__What to do__. Continue the extract on why minors in Colombia join illegal armed groups, starting right after its last line.

Key words authors: Childhood, War, Colombia, Symbolic Interactionism.

Key words plus: Social and Community Psychology, Armed Conflict, Qualitative Research.


Resumen

Este trabajo enuncia algunos de los motivos que empujan a los menores a ingresar a los grupos armados ilegales en Colombia a partir de los testimonios de las 21 niñas desmovilizadas de la región de Antioquia (Colombia) en 2004. Se sitúan las respuestas de las niñas en una tipología de explicaciones extraída de informes académicos de expertos, y se compara con las atribuciones que hacen tres muestras de estudiantes, maestros y policías de la zona en estudio. Las visiones "idealizante" y "criminalizante" son prácticamente marginales en todas las muestras. La visión dominante entre las niñas es la denominada "autoafirmativa"; para el resto de las muestras, así como para los expertos, es mayoritaria la visión "victimizante".

Palabras clave autores: Niñez, guerra, Colombia, interaccionismo simbólico.

Palabras clave descriptores: Psicología social y comunitaria, conflicto armado, investigación cualitativa.

__Available data__.
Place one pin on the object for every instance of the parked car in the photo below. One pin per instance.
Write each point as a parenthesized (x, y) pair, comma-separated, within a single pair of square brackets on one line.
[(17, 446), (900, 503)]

--

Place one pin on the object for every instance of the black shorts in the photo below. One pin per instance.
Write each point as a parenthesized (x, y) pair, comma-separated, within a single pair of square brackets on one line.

__Answer for the task__.
SICI: 1657-9267(201209)11:3< 755:CSICFV>2.0.TX;2-N


On April 27th, 1979 a nine-year-old boy by the name of Luis Alfonso Velasquez Flórez, who was an active member in the rebellion against Anastasio Somoza, was shot in the head by a soldier. The National Guard ran a military vehicle over him while he was still alive. A few months later, the Sandinista Movement came to power and to honor him they named parks, schools and children's associations after him. Not three years had gone by before Nicaragua was at war again. Now, the rebellion was led by the old Somocistas, in one of their armed incursions they attacked a hydroelectric dam, shooting a small group of poorly armed Sandinistas. A 15-year-old girl whose name was Brenda Rocha was gravely injured, but she managed to survive by playing dead, but lost her arm. When she was released from the hospital she lifted her stump before the enthusiastic crowd and said that she had lost an arm but was willing to give up her life for the revolution. A few days later, a poster with her childish face was displayed in public spaces around the country. The poster displayed the sentence "Brenda Rocha, the smile of Nicaragua."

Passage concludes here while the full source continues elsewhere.